-- START Text provided --

Would very much appreciate the help if anyone has the time
Thanks
3. Very desperate for some help on this, will bump one last time instead of creating a new topic

If more information about the experiment is needed then I will be more than happy to provide it

Thanks again to anyone who's had a look
4. (Original post by Kreayshawn)
I have to calculate the concentration of H+ ions produced in a hydrolysis reaction, I'm having trouble and can't figure out exactly how to do it.

The reaction is:
(CH3)3CBr + H2O --> (CH3)3COH + H+ + Br-

My method is the following:
- place 100cm of 4:1 water:ethanol mixture into 250cm conical flask
- place 20cm of 4:1 water:ethanol mixture into six 100cm conical flasks, put in ice bath to cool
- place indicator in all flasks
- place 2cm of (CH3)3CBr into 250cm flask, after reacted for specific time intervals place into conical flasks, reaction stops and is quenched as the flasks are cooled
- titrate solution against NaOH

I believe the reaction for the titration is:
H+ + OH- --> H2O

Can anyone explain to me how to calculate the concentration of H+ ions produced in the reaction? I don't quite understand everything that's going on, or how the titration even helps to calculate the H+ value - I'm very confused. My first titre recording is 1.80cm3 - can someone run me through the calculation using this value?

-- END Text provided --

■ Direction 1
For each statement marked (a), (b) and (c), state whether it agrees with the hydrolysis forum post, giving yes or no and quoting the deciding words of the post.
(a) The six smaller conical flasks are cooled in an ice bath.
(b) The solution is titrated against hydrochloric acid.
(c) The first titre recorded is 1.80cm3.
■ Direction 2
Carry on the hydrolysis forum post from the point where it stops, beginning after its final sentence.

-- START Dataset excerpt --

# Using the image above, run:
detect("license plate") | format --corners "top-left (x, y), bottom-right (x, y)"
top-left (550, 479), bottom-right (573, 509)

-- END Dataset excerpt --

■ Task response 1
(a) Yes: "put in ice bath to cool"
(b) No: "titrate solution against NaOH"
(c) Yes: "My first titre recording is 1.80cm3"

■ Task response 2
Concentration of NaOH is 0.5moldm-3.

Also - can someone explain why the conical flasks which are cooled contain the water:ethanol mixture? I have carried out the experiment but don't know why this is necessary for quenching.
in order to find out concentration of H+, you need to titrate it with NaOH. i think you knew that already. so if your result is 1.8cm3, and because the reaction is 1:1 ratio, you simply just calculate how much mole of NaOH you used, then that is the H+ concentration.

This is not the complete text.